Мемуары - Андрэ Моруа
— Что ж, это хорошо, — сказал он. — Конечно, если вы поймете, что это не имеет ровно никакого значения. А теперь надо жить… Что вы собираетесь делать?
Это вопрос, которым я и сам задавался. Больше всего на свете я любил образ жизни школяра. Слушать уроки талантливых учителей, заниматься, сдавать экзамены — то была моя стихия. Почему бы не остаться в школе на всю жизнь? Это представлялось мне возможным. Для начала поступить в Эколь Нормаль — профессия учителя была мне по душе. Я не надеялся пользоваться таким же авторитетом, как Шартье, но мог стать добросовестным, уважаемым, пожалуй, даже любимым преподавателем. К тому же я намеревался писать, и на спокойной должности в провинции у меня будет необходимый досуг. Я изложил эти планы Шартье, в то время как директор выкрикивал: «Класс начальной математики… Отлично: Лефевр Анри».
«Полагаю, — сказал он, — что вы не правы. Дело совсем не в том, что эта карьера вам не по плечу. Я представляю себе, с какой легкостью вы поступите в Эколь Нормаль… Ну а потом? Вам будут грозить серьезные опасности. Вам все дается с необычайной легкостью. Я боюсь, что вы начнете писать до того, как созреете для литературного дела. Учитель не видит мира в той полноте, которую должен охватывать романист. Не имея никакого опыта, вы вступите в литературные салоны. Не так начинали Бальзак и Диккенс; один был клерком у нотариуса, печатником, другой — журналистом. Ведь ваш отец промышленник? Я бы предпочел, чтобы вы поступили на фабрику. Там вы сможете наблюдать, как люди трудятся. Вы станете Давидом Сешаром, Сезаром Биротто, быть может, доктором Бенасси[61]. А по окончании трудового дня будете переписывать „Пармскую обитель“ или „Красное и черное“, чтобы овладеть техникой письма, как начинающие художники снимают копии с полотен мастеров. Вот прекрасное начало жизненного пути».
Нагруженный книгами, я вернулся тем же поездом в Эльбёф. Вечером я рассказал отцу о беседе с Шартье. Его лицо озарилось улыбкой.

Данные упражнения:
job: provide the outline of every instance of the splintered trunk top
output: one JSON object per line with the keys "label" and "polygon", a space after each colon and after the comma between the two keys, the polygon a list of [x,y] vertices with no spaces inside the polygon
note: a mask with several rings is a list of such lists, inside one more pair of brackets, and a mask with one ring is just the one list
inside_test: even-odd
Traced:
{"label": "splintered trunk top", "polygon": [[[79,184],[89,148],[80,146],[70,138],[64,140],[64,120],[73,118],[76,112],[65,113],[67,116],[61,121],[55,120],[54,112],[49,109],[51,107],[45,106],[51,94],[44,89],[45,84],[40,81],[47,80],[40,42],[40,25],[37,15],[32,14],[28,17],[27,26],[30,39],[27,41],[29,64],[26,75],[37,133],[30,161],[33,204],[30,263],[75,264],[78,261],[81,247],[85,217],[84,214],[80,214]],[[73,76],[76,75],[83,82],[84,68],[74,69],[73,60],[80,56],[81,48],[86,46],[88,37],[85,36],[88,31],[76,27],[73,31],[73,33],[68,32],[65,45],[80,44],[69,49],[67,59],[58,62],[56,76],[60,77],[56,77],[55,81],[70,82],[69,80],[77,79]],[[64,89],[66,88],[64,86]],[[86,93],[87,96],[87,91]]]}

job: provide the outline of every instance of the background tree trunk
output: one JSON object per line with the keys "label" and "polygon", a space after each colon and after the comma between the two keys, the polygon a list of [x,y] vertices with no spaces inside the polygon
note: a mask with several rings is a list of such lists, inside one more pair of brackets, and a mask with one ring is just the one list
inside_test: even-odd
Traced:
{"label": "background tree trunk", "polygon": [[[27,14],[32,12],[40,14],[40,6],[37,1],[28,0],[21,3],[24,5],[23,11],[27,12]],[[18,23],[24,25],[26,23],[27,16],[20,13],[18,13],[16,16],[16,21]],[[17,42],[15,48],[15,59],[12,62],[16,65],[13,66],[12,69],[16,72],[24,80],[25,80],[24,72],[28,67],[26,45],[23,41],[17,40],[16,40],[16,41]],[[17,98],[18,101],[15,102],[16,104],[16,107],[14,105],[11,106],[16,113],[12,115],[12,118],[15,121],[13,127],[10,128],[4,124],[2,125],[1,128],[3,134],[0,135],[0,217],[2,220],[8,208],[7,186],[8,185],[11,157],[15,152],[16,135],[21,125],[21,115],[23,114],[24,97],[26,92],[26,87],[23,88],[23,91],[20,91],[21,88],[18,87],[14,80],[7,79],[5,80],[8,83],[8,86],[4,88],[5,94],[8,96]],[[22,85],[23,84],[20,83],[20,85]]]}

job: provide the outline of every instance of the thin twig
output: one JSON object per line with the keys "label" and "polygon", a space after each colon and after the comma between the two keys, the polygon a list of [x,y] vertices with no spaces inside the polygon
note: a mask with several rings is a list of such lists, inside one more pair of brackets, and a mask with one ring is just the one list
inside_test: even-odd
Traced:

Задания:
**a.** Процитируйте записи дословно, начиная со строки, которая содержит «job: provide the outline of every instance of the background», и заканчивая последней строкой записей включительно.
**b.** Допишите продолжение отрывка из мемуаров Андрэ Моруа, начиная сразу после его последнего предложения.

Ответы:
**a.**
job: provide the outline of every instance of the background tree trunk
output: one JSON object per line with the keys "label" and "polygon", a space after each colon and after the comma between the two keys, the polygon a list of [x,y] vertices with no spaces inside the polygon
note: a mask with several rings is a list of such lists, inside one more pair of brackets, and a mask with one ring is just the one list
inside_test: even-odd
Traced:
{"label": "background tree trunk", "polygon": [[[27,14],[32,12],[40,14],[40,6],[37,1],[28,0],[21,3],[24,5],[23,11],[27,12]],[[18,23],[24,25],[26,23],[27,16],[20,13],[18,13],[16,16],[16,21]],[[17,42],[15,48],[15,59],[12,62],[16,65],[13,66],[12,69],[16,72],[24,80],[25,80],[24,72],[28,67],[26,45],[23,41],[17,40],[16,40],[16,41]],[[17,98],[18,101],[15,102],[16,104],[16,107],[14,105],[11,106],[16,113],[12,115],[12,118],[15,121],[13,127],[10,128],[4,124],[2,125],[1,128],[3,134],[0,135],[0,217],[2,220],[8,208],[7,186],[8,185],[11,157],[15,152],[16,135],[21,125],[21,115],[23,114],[24,97],[26,92],[26,87],[23,88],[23,91],[20,91],[21,88],[18,87],[14,80],[7,79],[5,80],[8,83],[8,86],[4,88],[5,94],[8,96]],[[22,85],[23,84],[20,83],[20,85]]]}

job: provide the outline of every instance of the thin twig
output: one JSON object per line with the keys "label" and "polygon", a space after each colon and after the comma between the two keys, the polygon a list of [x,y] vertices with no spaces inside the polygon
note: a mask with several rings is a list of such lists, inside one more pair of brackets, and a mask with one ring is just the one list
inside_test: even-odd
Traced:

**b.**
— Я не хотел с тобой спорить, — сказал он, — но раз сам Шартье дал такой совет, я с радостью соглашаюсь. Я тоже считаю, что тебе следовало бы пойти работать на фабрику или, по крайней мере, с этого начать. Если ты по-прежнему захочешь писать, у тебя будут свободные вечера, а если у тебя действительно есть талант, он не преминет сказаться. Не забывай, что рабочие привязаны к нашей семье, что впоследствии они признают тебя как начальника скорее, чем другого, что у нас есть обязанности перед эльзасцами. На фабрике перед тобой открывается блестящее будущее. Некогда я пострадал от самоуправства дядюшек, но они состарились, и молодое поколение Френкелей отнесется к тебе, как к Эдмону и ко мне, по-братски.
Все это меня не прельщало. Что будет со мной, поклонником Платона и Декарта, среди штабелей сукна, грязных станков, влажной шерсти? Зачем обрекать себя на тяжкое существование в беспросветном труде, вдали от дорогих мне книг, когда, казалось бы, ничто не мешало мне вести образ жизни, для которого я был создан? И все же, когда Шартье и отец, два человека, которых я ценил больше всех на свете, дали мне один и тот же совет, я не мог к нему не прислушаться.
В конце концов я добился отсрочки. И вот каким образом: в те времена молодой человек мог пойти на воинскую службу в восемнадцать лет и отбывать ее лишь год в особом взводе «освобожденных от воинской повинности» при условии, что он закончил определенную школу или получил университетское звание, в том числе звание лиценциата. Имело полный смысл получить это звание по литературе (или философии) к восемнадцати годам, отбыть воинскую повинность к девятнадцати и быть свободным, вольным принимать любые решения. Семья меня поддержала, и на следующий год я вернулся в лицей в Руане.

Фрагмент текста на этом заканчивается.